• [Dataset rows]
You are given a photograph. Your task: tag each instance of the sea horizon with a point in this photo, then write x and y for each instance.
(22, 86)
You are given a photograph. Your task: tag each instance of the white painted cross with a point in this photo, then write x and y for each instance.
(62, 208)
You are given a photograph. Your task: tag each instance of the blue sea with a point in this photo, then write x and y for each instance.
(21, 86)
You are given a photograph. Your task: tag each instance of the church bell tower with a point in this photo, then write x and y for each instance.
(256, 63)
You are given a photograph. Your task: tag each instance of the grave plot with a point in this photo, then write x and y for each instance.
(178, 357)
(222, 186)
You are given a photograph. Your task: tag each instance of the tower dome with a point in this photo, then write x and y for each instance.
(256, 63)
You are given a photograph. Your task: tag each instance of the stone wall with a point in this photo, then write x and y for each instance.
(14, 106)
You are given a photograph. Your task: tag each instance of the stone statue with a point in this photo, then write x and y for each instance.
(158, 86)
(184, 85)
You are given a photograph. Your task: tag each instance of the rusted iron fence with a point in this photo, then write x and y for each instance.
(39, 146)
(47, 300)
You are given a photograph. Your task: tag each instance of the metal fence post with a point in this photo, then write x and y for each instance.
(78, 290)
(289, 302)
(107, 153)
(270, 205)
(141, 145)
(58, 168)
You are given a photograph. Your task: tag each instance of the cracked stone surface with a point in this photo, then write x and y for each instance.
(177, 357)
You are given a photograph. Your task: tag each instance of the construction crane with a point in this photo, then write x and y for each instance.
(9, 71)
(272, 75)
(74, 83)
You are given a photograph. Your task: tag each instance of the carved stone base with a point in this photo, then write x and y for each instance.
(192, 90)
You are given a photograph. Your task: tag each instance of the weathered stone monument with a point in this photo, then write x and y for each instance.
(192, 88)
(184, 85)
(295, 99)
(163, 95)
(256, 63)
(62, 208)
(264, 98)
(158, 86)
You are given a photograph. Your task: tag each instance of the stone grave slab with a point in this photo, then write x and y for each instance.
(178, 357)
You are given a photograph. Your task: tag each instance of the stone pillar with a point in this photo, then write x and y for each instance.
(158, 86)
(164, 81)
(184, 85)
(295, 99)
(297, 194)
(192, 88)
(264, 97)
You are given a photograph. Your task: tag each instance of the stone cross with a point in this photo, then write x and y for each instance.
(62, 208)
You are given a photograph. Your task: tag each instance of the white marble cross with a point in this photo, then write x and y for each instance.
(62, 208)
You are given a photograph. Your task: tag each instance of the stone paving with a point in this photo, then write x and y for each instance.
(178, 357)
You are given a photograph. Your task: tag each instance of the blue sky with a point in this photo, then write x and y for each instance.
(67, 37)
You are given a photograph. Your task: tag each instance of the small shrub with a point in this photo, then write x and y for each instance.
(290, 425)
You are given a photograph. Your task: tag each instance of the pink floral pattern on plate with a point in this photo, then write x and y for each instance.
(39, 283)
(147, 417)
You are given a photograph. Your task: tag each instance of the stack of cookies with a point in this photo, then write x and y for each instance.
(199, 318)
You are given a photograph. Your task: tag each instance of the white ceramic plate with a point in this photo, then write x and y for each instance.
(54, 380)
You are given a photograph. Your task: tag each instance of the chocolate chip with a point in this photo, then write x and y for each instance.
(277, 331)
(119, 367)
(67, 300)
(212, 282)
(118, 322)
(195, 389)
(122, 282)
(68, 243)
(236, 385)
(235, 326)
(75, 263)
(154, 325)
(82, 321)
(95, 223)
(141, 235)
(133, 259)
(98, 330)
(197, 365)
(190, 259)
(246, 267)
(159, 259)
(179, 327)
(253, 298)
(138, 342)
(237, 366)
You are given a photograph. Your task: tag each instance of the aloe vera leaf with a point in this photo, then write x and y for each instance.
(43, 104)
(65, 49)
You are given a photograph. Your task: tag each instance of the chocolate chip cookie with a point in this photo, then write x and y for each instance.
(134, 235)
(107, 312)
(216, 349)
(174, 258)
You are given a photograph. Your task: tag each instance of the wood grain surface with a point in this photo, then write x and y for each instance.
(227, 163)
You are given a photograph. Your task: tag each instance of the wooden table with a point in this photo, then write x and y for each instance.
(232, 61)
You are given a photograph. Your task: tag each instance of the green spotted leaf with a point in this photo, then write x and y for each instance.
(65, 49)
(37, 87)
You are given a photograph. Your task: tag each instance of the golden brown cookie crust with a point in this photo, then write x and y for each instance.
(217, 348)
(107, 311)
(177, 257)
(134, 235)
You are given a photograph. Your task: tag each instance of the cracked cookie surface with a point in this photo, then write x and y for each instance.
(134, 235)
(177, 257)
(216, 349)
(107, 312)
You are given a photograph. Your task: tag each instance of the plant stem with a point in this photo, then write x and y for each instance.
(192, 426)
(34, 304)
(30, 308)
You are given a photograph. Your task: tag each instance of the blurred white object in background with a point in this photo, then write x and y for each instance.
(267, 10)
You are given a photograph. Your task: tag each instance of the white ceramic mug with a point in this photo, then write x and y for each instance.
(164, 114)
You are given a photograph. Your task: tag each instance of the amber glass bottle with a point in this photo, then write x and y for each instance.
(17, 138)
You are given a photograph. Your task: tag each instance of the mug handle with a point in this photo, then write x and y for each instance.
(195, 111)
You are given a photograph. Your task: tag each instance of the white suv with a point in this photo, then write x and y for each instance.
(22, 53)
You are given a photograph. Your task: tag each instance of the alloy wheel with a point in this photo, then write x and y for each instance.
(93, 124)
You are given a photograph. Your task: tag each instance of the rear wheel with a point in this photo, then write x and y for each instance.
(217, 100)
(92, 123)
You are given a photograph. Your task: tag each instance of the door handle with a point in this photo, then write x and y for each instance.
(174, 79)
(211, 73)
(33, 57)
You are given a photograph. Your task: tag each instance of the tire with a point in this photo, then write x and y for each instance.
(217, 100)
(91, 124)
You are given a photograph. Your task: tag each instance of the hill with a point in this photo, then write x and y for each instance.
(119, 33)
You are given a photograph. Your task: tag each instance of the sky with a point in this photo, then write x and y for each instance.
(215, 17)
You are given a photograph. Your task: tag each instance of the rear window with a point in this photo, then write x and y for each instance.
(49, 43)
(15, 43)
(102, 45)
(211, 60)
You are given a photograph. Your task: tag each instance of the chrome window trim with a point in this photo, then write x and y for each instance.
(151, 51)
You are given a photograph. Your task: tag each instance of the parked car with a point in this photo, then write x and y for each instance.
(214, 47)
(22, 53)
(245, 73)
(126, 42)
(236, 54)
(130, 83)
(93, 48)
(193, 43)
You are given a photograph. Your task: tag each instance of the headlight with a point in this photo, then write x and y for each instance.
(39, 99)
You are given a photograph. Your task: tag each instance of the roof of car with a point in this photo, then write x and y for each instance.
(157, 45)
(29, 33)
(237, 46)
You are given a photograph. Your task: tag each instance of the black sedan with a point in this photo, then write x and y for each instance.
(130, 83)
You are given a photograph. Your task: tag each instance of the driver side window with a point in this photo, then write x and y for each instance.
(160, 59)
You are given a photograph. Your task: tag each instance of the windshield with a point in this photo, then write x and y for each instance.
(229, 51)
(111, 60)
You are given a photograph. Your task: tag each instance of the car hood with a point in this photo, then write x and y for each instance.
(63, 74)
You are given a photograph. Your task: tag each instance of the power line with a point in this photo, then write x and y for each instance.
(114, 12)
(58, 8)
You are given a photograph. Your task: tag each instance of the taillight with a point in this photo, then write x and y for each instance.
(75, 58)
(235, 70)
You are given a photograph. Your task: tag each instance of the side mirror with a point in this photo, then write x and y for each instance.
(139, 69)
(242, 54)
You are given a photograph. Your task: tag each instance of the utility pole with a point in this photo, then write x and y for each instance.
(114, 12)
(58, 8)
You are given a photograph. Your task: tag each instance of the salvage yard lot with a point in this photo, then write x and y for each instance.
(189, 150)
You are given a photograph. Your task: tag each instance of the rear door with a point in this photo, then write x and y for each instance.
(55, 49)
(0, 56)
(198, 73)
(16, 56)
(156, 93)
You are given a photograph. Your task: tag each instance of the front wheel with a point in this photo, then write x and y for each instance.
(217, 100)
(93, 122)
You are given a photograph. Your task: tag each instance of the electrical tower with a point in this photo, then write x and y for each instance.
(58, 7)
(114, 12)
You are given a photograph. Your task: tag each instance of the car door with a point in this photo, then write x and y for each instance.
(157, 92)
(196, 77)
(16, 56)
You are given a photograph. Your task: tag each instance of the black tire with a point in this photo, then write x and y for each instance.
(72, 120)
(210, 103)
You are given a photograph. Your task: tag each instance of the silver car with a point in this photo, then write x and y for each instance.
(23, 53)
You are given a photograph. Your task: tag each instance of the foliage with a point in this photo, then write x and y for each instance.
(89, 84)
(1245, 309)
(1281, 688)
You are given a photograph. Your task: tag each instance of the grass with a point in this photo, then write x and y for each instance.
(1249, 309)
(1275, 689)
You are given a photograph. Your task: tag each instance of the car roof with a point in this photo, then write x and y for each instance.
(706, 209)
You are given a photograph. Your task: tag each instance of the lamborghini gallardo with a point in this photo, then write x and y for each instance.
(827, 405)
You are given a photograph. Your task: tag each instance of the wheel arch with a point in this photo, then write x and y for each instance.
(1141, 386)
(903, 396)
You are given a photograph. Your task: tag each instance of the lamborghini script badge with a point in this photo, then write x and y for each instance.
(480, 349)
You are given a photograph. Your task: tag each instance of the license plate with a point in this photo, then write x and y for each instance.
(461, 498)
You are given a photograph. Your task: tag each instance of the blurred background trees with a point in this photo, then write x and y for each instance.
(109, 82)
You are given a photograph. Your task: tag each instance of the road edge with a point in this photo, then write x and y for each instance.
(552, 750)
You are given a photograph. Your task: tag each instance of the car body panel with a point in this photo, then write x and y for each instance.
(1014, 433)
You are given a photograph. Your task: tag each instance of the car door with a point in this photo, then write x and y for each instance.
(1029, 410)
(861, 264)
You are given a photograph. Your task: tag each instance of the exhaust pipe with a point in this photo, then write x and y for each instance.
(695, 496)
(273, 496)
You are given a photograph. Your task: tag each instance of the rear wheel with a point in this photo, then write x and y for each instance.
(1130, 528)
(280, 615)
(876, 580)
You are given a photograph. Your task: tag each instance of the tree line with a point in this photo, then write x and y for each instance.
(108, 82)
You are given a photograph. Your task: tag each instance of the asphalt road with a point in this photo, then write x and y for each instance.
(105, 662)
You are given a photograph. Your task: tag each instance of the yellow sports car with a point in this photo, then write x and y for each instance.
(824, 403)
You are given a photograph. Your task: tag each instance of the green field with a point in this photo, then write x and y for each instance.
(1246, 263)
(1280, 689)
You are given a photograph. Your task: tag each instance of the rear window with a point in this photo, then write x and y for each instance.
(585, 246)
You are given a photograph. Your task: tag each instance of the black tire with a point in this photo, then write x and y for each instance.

• [What you have to do] Repeat word for word each line from the one with "of the yellow" to the end of the records above, inclusive.

• [Reply to the exercise]
You are given a photograph. Your task: tag each instance of the yellow sports car with a point in this photo, then write x and y for each instance.
(824, 403)
You are given a photograph. Your task: tag each instance of the green field with a point in this photo, then write x and y for each instance.
(1246, 263)
(1280, 689)
You are given a photograph. Your task: tag each instance of the rear window with a point in this photo, then write x and y for each instance.
(585, 246)
You are given a photograph. Your task: tag each instance of the black tire with a point in this photo, then write x and y for each instance.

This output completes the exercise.